■ **Job**
Render each line of the listing below as a Markdown table with two columns, Row and Listing line. Number the rows in order and omit blank lines.

## Start Material provided

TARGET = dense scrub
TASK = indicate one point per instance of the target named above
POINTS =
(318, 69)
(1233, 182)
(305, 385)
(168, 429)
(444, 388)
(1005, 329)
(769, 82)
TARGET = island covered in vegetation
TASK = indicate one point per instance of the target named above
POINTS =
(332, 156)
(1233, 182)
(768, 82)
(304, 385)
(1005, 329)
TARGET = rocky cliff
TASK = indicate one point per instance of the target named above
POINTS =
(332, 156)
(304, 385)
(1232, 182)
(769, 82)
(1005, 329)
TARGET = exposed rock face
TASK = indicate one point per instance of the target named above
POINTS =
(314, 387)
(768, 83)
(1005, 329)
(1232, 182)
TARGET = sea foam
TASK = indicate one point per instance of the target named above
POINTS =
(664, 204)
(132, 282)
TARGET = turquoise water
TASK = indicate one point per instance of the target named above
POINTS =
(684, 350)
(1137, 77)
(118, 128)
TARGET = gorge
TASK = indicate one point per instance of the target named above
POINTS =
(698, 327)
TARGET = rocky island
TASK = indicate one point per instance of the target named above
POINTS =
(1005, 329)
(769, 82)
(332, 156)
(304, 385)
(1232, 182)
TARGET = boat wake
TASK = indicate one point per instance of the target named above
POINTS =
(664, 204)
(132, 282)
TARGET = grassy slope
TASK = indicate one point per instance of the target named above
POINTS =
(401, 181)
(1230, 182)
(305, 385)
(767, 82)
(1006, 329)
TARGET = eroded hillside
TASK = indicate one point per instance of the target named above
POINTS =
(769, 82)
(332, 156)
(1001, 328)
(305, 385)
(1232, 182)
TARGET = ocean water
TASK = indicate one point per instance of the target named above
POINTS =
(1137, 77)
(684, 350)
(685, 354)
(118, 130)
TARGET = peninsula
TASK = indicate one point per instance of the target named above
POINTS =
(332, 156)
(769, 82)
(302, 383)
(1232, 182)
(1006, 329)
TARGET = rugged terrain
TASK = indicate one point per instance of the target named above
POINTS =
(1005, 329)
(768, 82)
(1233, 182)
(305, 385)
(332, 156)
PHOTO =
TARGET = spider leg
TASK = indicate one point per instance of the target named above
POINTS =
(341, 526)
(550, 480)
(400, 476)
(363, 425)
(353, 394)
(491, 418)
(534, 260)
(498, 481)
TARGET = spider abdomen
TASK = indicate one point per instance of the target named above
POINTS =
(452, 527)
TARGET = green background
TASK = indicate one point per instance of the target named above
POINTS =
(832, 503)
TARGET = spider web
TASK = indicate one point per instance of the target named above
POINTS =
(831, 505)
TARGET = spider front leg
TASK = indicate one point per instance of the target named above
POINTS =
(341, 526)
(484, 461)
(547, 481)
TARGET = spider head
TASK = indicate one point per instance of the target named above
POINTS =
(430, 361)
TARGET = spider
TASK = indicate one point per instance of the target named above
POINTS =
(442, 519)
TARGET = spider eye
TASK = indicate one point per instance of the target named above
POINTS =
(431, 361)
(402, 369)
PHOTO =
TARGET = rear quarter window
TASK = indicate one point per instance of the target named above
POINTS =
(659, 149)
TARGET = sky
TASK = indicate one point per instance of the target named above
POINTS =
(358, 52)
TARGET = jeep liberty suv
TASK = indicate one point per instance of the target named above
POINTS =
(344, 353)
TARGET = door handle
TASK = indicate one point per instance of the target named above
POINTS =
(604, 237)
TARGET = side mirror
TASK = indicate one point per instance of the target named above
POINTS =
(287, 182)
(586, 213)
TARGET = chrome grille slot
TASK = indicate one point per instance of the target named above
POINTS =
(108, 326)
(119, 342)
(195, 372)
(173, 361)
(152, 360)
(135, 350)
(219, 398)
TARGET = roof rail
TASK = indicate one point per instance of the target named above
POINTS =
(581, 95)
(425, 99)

## End Material provided

■ **Reply to the exercise**
| Row | Listing line |
|---|---|
| 1 | TARGET = dense scrub |
| 2 | TASK = indicate one point per instance of the target named above |
| 3 | POINTS = |
| 4 | (318, 69) |
| 5 | (1233, 182) |
| 6 | (305, 385) |
| 7 | (168, 429) |
| 8 | (444, 388) |
| 9 | (1005, 329) |
| 10 | (769, 82) |
| 11 | TARGET = island covered in vegetation |
| 12 | TASK = indicate one point per instance of the target named above |
| 13 | POINTS = |
| 14 | (332, 156) |
| 15 | (1233, 182) |
| 16 | (768, 82) |
| 17 | (304, 385) |
| 18 | (1005, 329) |
| 19 | TARGET = rocky cliff |
| 20 | TASK = indicate one point per instance of the target named above |
| 21 | POINTS = |
| 22 | (332, 156) |
| 23 | (304, 385) |
| 24 | (1232, 182) |
| 25 | (769, 82) |
| 26 | (1005, 329) |
| 27 | TARGET = exposed rock face |
| 28 | TASK = indicate one point per instance of the target named above |
| 29 | POINTS = |
| 30 | (314, 387) |
| 31 | (768, 83) |
| 32 | (1005, 329) |
| 33 | (1232, 182) |
| 34 | TARGET = sea foam |
| 35 | TASK = indicate one point per instance of the target named above |
| 36 | POINTS = |
| 37 | (664, 204) |
| 38 | (132, 282) |
| 39 | TARGET = turquoise water |
| 40 | TASK = indicate one point per instance of the target named above |
| 41 | POINTS = |
| 42 | (684, 350) |
| 43 | (1137, 77) |
| 44 | (118, 128) |
| 45 | TARGET = gorge |
| 46 | TASK = indicate one point per instance of the target named above |
| 47 | POINTS = |
| 48 | (698, 327) |
| 49 | TARGET = rocky island |
| 50 | TASK = indicate one point per instance of the target named above |
| 51 | POINTS = |
| 52 | (1005, 329) |
| 53 | (769, 82) |
| 54 | (332, 156) |
| 55 | (304, 385) |
| 56 | (1232, 182) |
| 57 | TARGET = boat wake |
| 58 | TASK = indicate one point per instance of the target named above |
| 59 | POINTS = |
| 60 | (664, 204) |
| 61 | (132, 282) |
| 62 | TARGET = grassy slope |
| 63 | TASK = indicate one point per instance of the target named above |
| 64 | POINTS = |
| 65 | (401, 181) |
| 66 | (1230, 182) |
| 67 | (305, 385) |
| 68 | (767, 82) |
| 69 | (1006, 329) |
| 70 | TARGET = eroded hillside |
| 71 | TASK = indicate one point per instance of the target named above |
| 72 | POINTS = |
| 73 | (769, 82) |
| 74 | (332, 156) |
| 75 | (1001, 328) |
| 76 | (305, 385) |
| 77 | (1232, 182) |
| 78 | TARGET = ocean water |
| 79 | TASK = indicate one point per instance of the target named above |
| 80 | POINTS = |
| 81 | (1137, 77) |
| 82 | (684, 350) |
| 83 | (685, 354) |
| 84 | (118, 130) |
| 85 | TARGET = peninsula |
| 86 | TASK = indicate one point per instance of the target named above |
| 87 | POINTS = |
| 88 | (332, 156) |
| 89 | (769, 82) |
| 90 | (302, 383) |
| 91 | (1232, 182) |
| 92 | (1006, 329) |
| 93 | TARGET = rugged terrain |
| 94 | TASK = indicate one point per instance of the target named above |
| 95 | POINTS = |
| 96 | (1005, 329) |
| 97 | (768, 82) |
| 98 | (1233, 182) |
| 99 | (305, 385) |
| 100 | (332, 156) |
| 101 | PHOTO = |
| 102 | TARGET = spider leg |
| 103 | TASK = indicate one point per instance of the target named above |
| 104 | POINTS = |
| 105 | (341, 526) |
| 106 | (550, 480) |
| 107 | (400, 476) |
| 108 | (363, 425) |
| 109 | (353, 394) |
| 110 | (491, 418) |
| 111 | (534, 260) |
| 112 | (498, 481) |
| 113 | TARGET = spider abdomen |
| 114 | TASK = indicate one point per instance of the target named above |
| 115 | POINTS = |
| 116 | (452, 527) |
| 117 | TARGET = green background |
| 118 | TASK = indicate one point per instance of the target named above |
| 119 | POINTS = |
| 120 | (832, 503) |
| 121 | TARGET = spider web |
| 122 | TASK = indicate one point per instance of the target named above |
| 123 | POINTS = |
| 124 | (831, 505) |
| 125 | TARGET = spider front leg |
| 126 | TASK = indicate one point per instance of the target named above |
| 127 | POINTS = |
| 128 | (341, 526) |
| 129 | (484, 461) |
| 130 | (547, 481) |
| 131 | TARGET = spider head |
| 132 | TASK = indicate one point per instance of the target named above |
| 133 | POINTS = |
| 134 | (430, 361) |
| 135 | TARGET = spider |
| 136 | TASK = indicate one point per instance of the target named above |
| 137 | POINTS = |
| 138 | (442, 519) |
| 139 | TARGET = spider eye |
| 140 | TASK = indicate one point per instance of the target named above |
| 141 | POINTS = |
| 142 | (431, 361) |
| 143 | (402, 369) |
| 144 | PHOTO = |
| 145 | TARGET = rear quarter window |
| 146 | TASK = indicate one point per instance of the target named above |
| 147 | POINTS = |
| 148 | (659, 149) |
| 149 | TARGET = sky |
| 150 | TASK = indicate one point per instance of the target named above |
| 151 | POINTS = |
| 152 | (358, 52) |
| 153 | TARGET = jeep liberty suv |
| 154 | TASK = indicate one point per instance of the target named above |
| 155 | POINTS = |
| 156 | (344, 353) |
| 157 | TARGET = door handle |
| 158 | TASK = indicate one point per instance of the target named above |
| 159 | POINTS = |
| 160 | (604, 237) |
| 161 | TARGET = side mirror |
| 162 | TASK = indicate one point per instance of the target named above |
| 163 | POINTS = |
| 164 | (287, 182) |
| 165 | (586, 213) |
| 166 | TARGET = chrome grille slot |
| 167 | TASK = indicate one point per instance of the target named above |
| 168 | POINTS = |
| 169 | (108, 326) |
| 170 | (119, 342) |
| 171 | (195, 372) |
| 172 | (173, 361) |
| 173 | (152, 360) |
| 174 | (135, 350) |
| 175 | (219, 398) |
| 176 | TARGET = roof rail |
| 177 | TASK = indicate one point per instance of the target named above |
| 178 | POINTS = |
| 179 | (581, 95) |
| 180 | (425, 99) |